Tuesday, March 4, 2008

The Lighter Side of Writing

In a class last week, the phrase "purple prose" arose, like a great, winged bird of description, overshadowing the smattering of plot-towns and roads of plot-threads. then someone asked where it came from.

As a person who loves to find new words (I am running into others' use of niggling again, still a great word, regardless of where it originated), I figured I'd look up the origins.

So,

Purple prose is defined as, basically, overly flowerly langauge, description that goes way beyond what's necessary and "draws attention to itself."

It originates from a passage from Horace, the Roman poet in his Ars Poetica (lines 14-21):


Inceptis grauibus plerumque et magna professispurpureus, late qui splendeat, unus et alteradsuitur pannus, cum lucus et ara Dianaeet properantis aquae per amoenos ambitus agrosaut flumen Rhenum aut pluuius describitur arcus;sed nunc non erat his locus. Et fortasse cupressumscis simulare; quid hoc, si fractis enatat exspesnauibus, aere dato qui pingitur?

> [Goals]:
A – Answer these questions from the post on purple prose:
(i) Which word does the writer keep finding in other people's writing?
(ii) According to the definition given, how far does purple prose go in its description?
(iii) From which Roman poet, work, and lines does the phrase come?
B – Shorten the paragraph in the post on purple prose that begins "Purple prose is defined as," keeping its main facts.
C – Write the next part of the post on purple prose, picking up after the Latin passage from Horace.

(Object point labels)
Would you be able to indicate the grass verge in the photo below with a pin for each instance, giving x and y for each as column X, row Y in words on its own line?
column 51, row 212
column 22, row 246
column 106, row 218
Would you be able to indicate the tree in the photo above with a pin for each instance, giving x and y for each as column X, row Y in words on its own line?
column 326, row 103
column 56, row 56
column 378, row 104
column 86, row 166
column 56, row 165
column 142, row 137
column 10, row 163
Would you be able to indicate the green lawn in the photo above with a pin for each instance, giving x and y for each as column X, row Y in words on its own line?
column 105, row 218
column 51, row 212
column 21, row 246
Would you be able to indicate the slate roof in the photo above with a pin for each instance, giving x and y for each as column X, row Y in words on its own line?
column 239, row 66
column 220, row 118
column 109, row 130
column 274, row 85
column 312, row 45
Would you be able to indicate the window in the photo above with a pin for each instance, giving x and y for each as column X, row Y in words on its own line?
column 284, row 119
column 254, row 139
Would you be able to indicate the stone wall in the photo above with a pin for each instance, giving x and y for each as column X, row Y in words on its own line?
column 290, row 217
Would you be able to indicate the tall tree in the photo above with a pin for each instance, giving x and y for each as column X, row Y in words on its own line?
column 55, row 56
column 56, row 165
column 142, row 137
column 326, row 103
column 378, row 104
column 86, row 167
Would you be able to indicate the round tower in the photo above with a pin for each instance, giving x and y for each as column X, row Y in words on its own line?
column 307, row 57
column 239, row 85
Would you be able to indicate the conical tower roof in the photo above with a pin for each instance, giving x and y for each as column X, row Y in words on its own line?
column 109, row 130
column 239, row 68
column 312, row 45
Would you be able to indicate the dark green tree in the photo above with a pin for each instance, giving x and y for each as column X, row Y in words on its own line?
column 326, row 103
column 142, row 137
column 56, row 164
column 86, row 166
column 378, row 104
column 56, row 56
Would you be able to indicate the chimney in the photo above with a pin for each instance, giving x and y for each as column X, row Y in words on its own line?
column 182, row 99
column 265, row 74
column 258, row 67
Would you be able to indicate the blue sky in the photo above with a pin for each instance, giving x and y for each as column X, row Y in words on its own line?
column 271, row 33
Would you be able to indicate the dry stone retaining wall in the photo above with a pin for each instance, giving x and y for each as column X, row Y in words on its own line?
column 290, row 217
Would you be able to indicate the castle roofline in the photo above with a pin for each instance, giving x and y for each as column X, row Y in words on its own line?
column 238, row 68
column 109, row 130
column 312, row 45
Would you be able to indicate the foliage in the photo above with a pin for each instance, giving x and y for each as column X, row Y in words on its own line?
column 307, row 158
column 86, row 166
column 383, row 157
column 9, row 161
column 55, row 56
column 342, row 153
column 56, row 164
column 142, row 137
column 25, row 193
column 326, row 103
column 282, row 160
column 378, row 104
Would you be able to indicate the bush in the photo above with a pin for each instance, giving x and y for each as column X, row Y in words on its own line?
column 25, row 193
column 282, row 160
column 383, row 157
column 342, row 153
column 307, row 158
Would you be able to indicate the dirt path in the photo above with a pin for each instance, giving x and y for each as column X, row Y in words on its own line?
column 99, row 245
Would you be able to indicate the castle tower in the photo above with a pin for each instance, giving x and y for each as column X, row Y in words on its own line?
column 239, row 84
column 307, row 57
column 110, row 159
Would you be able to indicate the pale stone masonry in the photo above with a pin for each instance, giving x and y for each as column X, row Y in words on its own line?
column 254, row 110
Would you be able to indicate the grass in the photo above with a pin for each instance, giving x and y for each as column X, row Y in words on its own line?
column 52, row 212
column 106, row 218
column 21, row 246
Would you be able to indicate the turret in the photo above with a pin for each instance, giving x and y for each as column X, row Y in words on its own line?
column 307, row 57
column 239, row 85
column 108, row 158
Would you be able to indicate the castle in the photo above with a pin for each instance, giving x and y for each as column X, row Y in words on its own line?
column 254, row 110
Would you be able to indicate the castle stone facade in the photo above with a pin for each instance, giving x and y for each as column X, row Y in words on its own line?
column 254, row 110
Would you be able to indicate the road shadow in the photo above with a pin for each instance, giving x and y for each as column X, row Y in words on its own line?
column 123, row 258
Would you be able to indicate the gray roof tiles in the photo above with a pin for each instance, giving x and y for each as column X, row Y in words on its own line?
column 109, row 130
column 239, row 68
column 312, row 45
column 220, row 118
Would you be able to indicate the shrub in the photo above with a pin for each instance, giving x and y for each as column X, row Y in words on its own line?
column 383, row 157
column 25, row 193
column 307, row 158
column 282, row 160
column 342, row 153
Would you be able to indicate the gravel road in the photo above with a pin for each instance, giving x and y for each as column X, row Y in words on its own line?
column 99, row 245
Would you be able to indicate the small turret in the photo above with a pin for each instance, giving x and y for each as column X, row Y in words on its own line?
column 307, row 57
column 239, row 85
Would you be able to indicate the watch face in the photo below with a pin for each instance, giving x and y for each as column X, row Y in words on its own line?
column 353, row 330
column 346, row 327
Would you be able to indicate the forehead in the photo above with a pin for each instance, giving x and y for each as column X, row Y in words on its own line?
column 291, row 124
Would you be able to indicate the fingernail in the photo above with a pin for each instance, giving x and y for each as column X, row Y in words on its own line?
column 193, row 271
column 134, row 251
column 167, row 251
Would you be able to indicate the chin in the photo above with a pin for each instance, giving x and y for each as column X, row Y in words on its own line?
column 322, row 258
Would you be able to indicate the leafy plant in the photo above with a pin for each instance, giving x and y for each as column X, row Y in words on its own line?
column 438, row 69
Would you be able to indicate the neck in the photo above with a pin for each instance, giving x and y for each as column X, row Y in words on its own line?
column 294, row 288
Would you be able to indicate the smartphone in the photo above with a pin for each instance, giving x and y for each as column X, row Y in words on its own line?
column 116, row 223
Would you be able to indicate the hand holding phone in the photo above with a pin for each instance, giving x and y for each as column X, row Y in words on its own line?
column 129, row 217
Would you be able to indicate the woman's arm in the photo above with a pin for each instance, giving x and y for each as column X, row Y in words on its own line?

> [Task-by-task answers]:
A –
(i) Niggling.
(ii) It goes way beyond what's necessary and "draws attention to itself."
(iii) Horace, Ars Poetica, lines 14-21.

B – Purple prose is overly flowery language: description that goes far beyond what's needed and "draws attention to itself."

C –
(Your opening shows great promise, and yet flashy purple patches; as when describing a sacred grove, or the altar of Diana, or a stream meandering through fields, or the river Rhine, or a rainbow; but this was not the place for them. If you can realistically render a cypress tree, would you include one when commissioned to paint a sailor in the midst of a shipwreck?)


Purple was a rare dye to find, so it was only used by the wealthy. Apparently, some people in the time of the Roman Republic who wanted to be viewed as wealthier than they actually were, so they put patches of purple cloth on their clothes to play into that purple=rich. (Most people know that connection between purple and royalty.)

Information from Answers.com.

Happy writing.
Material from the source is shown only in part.